» **What you need to do**: Pick out each row below that contains the string "jacket", and copy every such row in full. Case counts when matching.
>> START Data records
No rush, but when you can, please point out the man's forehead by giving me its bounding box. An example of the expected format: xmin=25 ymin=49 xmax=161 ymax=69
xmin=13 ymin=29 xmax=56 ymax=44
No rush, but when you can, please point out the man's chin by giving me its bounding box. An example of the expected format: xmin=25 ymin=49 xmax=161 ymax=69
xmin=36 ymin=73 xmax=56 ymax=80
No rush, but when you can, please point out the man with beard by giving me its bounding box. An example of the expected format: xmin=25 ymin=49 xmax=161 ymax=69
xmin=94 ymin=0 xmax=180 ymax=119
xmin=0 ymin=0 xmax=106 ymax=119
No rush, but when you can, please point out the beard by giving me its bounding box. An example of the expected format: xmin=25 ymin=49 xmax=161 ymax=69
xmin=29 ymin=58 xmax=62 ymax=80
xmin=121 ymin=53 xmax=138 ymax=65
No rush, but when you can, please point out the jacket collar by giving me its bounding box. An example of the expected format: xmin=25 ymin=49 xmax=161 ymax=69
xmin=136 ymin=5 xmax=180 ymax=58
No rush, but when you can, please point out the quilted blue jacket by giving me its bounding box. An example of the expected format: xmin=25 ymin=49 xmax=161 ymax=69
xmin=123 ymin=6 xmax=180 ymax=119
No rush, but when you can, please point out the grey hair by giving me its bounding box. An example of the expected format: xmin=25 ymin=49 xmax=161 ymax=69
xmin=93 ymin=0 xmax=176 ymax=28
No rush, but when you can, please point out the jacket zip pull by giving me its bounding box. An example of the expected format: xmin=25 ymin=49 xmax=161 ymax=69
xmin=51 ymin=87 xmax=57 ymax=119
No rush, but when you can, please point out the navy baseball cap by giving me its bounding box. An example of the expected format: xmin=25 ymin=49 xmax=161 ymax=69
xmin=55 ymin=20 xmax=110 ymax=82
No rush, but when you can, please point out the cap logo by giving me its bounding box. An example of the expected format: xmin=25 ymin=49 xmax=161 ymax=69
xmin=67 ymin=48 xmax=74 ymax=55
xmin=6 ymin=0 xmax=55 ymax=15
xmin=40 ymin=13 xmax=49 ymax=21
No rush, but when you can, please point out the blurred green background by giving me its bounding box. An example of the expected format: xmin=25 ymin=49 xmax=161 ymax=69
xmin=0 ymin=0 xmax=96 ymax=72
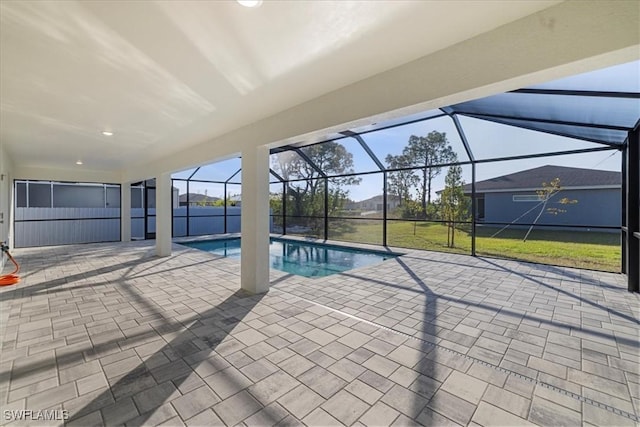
>> END Data records
» **Solution to this exercise**:
No rush, but when you can, please point out the jacket collar by giving me its bounding box. An example of the expected format: xmin=25 ymin=49 xmax=161 ymax=69
No rush, but when you can, please point out the quilted blue jacket by giving me its bounding box. An example of the expected format: xmin=25 ymin=49 xmax=161 ymax=69
No rush, but when you can, please point out the jacket zip pull by giving me its bounding box. An example of the expected format: xmin=25 ymin=49 xmax=161 ymax=69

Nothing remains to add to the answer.